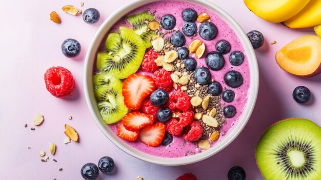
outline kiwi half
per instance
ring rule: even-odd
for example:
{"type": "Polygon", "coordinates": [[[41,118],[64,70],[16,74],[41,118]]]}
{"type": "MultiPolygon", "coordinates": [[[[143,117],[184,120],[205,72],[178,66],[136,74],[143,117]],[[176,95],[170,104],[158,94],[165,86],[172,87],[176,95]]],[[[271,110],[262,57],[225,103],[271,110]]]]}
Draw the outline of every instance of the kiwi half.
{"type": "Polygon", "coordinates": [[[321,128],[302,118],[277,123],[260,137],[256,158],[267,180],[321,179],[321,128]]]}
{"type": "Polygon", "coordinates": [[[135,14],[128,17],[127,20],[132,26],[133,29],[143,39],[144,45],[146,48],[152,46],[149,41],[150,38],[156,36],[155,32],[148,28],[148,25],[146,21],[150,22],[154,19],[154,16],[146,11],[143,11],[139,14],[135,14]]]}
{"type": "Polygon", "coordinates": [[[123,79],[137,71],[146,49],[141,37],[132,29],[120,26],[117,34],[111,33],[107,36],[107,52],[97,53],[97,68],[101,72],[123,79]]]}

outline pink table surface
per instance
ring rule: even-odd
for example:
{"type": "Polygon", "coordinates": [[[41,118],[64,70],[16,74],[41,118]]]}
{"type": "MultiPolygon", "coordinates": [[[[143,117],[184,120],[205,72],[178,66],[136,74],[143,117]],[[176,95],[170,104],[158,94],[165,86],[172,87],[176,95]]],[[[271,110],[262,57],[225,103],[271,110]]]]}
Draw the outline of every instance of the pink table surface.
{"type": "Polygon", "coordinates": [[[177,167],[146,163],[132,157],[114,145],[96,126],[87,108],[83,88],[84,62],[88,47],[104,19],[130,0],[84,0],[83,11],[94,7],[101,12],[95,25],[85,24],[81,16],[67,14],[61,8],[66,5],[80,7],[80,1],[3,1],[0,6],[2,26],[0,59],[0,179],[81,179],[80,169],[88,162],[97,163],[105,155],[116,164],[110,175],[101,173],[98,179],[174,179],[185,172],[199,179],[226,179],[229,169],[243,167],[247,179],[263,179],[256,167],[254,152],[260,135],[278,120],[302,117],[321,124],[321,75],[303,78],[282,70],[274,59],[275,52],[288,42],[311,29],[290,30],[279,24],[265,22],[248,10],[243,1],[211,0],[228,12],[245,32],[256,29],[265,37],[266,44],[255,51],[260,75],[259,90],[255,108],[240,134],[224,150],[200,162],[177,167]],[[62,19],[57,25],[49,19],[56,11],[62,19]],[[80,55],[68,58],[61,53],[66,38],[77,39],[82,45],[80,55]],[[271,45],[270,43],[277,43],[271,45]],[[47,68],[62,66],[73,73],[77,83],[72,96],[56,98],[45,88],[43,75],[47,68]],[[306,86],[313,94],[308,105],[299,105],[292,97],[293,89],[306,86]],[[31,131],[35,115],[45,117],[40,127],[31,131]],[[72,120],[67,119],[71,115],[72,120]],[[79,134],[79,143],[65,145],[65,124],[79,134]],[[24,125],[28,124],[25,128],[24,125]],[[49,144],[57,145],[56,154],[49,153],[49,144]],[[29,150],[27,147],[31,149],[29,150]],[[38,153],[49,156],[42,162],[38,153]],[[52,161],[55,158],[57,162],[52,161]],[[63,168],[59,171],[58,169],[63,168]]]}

• WHAT NEEDS TO BE DONE
Reproduce each record above by retyping it exactly; omit all images.

• CORRECT OUTPUT
outline kiwi half
per instance
ring rule: even-odd
for example:
{"type": "Polygon", "coordinates": [[[41,118],[64,70],[16,74],[41,118]]]}
{"type": "MultiPolygon", "coordinates": [[[[143,117],[184,120],[205,72],[178,66],[136,74],[143,117]],[[176,95],[170,104],[158,94],[165,86],[172,87],[176,95]]],[[[271,110],[262,57],[225,103],[271,110]]]]}
Draw the outline of every instance of the kiwi half.
{"type": "Polygon", "coordinates": [[[321,128],[302,118],[277,123],[260,137],[256,158],[267,180],[321,179],[321,128]]]}
{"type": "Polygon", "coordinates": [[[135,14],[128,17],[127,20],[132,26],[133,29],[143,39],[144,45],[146,48],[152,46],[149,41],[150,38],[156,36],[155,32],[148,28],[148,25],[146,21],[150,22],[154,19],[154,16],[146,11],[143,11],[139,14],[135,14]]]}
{"type": "Polygon", "coordinates": [[[123,79],[137,71],[146,49],[141,37],[132,29],[120,26],[117,34],[111,33],[107,36],[107,52],[97,53],[97,68],[101,72],[123,79]]]}

outline pink table surface
per instance
ring rule: even-odd
for example:
{"type": "Polygon", "coordinates": [[[41,118],[64,70],[16,74],[41,118]]]}
{"type": "MultiPolygon", "coordinates": [[[[143,117],[184,120],[205,72],[178,66],[136,74],[143,117]],[[176,95],[170,104],[158,94],[165,86],[172,87],[176,95]]],[[[271,110],[262,57],[225,103],[271,110]]]]}
Draw the outline of every instance of the pink table surface.
{"type": "Polygon", "coordinates": [[[177,167],[146,163],[132,157],[114,145],[96,126],[87,108],[83,88],[84,62],[88,47],[104,19],[130,0],[84,0],[83,11],[94,7],[101,12],[95,25],[85,24],[81,16],[67,14],[61,8],[66,5],[80,7],[80,1],[3,1],[0,6],[2,26],[0,59],[0,179],[81,179],[80,169],[88,162],[97,163],[105,155],[116,164],[110,175],[101,173],[98,179],[174,179],[185,172],[199,179],[226,179],[229,169],[243,167],[247,179],[263,179],[256,167],[254,152],[260,135],[278,120],[302,117],[321,124],[321,75],[303,78],[282,70],[274,59],[275,52],[288,42],[311,29],[290,30],[279,24],[265,22],[248,10],[243,1],[211,0],[228,12],[245,32],[256,29],[265,37],[266,44],[255,51],[260,75],[259,90],[255,108],[240,134],[224,150],[200,162],[177,167]],[[62,19],[57,25],[49,19],[56,11],[62,19]],[[80,55],[68,58],[61,53],[66,38],[77,39],[82,45],[80,55]],[[271,45],[270,43],[277,43],[271,45]],[[47,68],[62,66],[73,73],[77,83],[72,96],[56,98],[45,88],[43,75],[47,68]],[[306,86],[313,94],[308,105],[299,105],[292,97],[293,89],[306,86]],[[31,131],[35,115],[45,117],[40,127],[31,131]],[[72,120],[67,119],[71,115],[72,120]],[[79,134],[79,143],[65,145],[65,124],[79,134]],[[24,125],[28,124],[25,128],[24,125]],[[49,144],[57,145],[56,154],[49,153],[49,144]],[[29,150],[27,147],[31,149],[29,150]],[[38,153],[49,156],[42,162],[38,153]],[[52,161],[55,158],[57,162],[52,161]],[[63,168],[59,171],[58,169],[63,168]]]}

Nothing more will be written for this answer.